— Start of PROVIDED DATA —

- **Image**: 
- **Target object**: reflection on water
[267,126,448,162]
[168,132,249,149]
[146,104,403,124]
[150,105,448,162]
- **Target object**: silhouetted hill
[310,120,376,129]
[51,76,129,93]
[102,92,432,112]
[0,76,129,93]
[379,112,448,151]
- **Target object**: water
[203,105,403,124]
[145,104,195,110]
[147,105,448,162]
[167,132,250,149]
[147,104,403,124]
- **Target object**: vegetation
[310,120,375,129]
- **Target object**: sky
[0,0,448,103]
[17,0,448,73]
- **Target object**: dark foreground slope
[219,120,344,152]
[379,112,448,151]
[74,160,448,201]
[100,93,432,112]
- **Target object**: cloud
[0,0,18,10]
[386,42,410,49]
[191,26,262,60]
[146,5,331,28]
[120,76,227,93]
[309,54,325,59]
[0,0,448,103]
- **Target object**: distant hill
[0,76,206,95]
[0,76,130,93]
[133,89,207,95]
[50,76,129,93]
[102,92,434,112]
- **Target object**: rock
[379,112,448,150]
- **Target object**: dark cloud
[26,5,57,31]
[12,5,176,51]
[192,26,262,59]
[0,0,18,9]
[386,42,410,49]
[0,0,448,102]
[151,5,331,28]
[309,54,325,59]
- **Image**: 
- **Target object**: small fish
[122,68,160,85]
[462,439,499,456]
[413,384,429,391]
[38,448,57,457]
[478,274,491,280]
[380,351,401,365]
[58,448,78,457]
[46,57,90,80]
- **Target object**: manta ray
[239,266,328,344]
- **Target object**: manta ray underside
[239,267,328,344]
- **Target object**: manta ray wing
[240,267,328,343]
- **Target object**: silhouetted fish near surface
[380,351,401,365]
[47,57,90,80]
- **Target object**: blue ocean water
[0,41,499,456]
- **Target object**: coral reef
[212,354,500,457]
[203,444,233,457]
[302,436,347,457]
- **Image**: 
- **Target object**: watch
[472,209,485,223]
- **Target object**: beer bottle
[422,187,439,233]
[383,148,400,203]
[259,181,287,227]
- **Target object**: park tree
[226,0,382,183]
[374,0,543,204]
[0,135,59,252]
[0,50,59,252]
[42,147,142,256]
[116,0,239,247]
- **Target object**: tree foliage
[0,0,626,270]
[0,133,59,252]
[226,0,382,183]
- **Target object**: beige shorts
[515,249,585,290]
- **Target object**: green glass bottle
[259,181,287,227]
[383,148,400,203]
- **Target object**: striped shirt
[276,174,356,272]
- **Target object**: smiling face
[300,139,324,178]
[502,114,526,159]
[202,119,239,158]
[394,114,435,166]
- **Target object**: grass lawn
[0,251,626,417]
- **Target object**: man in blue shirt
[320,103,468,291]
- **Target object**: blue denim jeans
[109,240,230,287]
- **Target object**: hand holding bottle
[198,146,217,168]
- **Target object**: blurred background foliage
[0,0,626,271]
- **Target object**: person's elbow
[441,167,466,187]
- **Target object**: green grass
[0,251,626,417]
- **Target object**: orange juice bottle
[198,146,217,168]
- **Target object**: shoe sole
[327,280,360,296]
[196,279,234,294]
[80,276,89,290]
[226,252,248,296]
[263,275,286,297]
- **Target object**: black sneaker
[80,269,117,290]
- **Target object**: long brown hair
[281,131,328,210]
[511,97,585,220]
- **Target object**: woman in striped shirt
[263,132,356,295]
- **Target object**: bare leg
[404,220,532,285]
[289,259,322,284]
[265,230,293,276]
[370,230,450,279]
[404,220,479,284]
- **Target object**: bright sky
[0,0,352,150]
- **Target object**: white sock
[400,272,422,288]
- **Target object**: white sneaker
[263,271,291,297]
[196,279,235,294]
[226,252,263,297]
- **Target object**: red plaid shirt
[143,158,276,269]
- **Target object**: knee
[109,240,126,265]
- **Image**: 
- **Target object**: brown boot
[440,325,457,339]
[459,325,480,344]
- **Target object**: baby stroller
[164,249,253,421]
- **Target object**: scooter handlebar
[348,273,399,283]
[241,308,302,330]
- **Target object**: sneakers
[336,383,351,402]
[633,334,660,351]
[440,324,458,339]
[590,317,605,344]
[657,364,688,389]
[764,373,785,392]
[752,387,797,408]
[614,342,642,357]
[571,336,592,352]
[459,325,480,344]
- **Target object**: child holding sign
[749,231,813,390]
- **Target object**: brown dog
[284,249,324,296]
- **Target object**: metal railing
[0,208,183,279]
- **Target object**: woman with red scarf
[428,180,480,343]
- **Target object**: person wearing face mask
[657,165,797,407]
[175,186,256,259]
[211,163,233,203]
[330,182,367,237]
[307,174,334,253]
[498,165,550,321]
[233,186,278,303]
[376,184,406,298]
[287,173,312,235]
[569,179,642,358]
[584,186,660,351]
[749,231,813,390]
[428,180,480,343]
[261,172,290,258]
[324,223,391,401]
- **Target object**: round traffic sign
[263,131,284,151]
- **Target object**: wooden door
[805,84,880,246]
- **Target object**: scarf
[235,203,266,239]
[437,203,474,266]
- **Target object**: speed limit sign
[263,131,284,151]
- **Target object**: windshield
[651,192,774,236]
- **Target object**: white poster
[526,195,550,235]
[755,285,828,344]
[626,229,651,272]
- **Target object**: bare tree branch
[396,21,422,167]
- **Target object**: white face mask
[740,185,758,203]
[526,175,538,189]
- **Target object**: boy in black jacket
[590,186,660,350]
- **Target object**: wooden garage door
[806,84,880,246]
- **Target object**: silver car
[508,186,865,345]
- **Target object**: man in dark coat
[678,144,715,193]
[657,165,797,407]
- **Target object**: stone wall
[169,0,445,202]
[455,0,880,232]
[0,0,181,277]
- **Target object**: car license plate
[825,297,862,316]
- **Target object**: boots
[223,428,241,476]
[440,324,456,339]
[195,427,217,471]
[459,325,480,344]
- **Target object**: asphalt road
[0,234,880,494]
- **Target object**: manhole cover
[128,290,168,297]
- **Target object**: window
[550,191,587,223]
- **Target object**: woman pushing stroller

— End of PROVIDED DATA —

**TASK DETAILS**: Please copy the material from its first line through the line containing "[17,0,448,73]", changing "vegetation" to "greenery" and keeping everything else the same.

**IN RESPONSE**:
- **Image**: 
- **Target object**: reflection on water
[267,126,448,162]
[168,132,249,149]
[146,104,403,124]
[150,105,448,162]
- **Target object**: silhouetted hill
[310,120,376,129]
[51,76,129,93]
[102,92,432,112]
[0,76,129,93]
[379,112,448,151]
- **Target object**: water
[203,105,403,124]
[145,104,195,110]
[147,105,448,162]
[167,132,250,149]
[147,104,403,124]
- **Target object**: greenery
[310,120,375,129]
- **Target object**: sky
[0,0,448,103]
[17,0,448,73]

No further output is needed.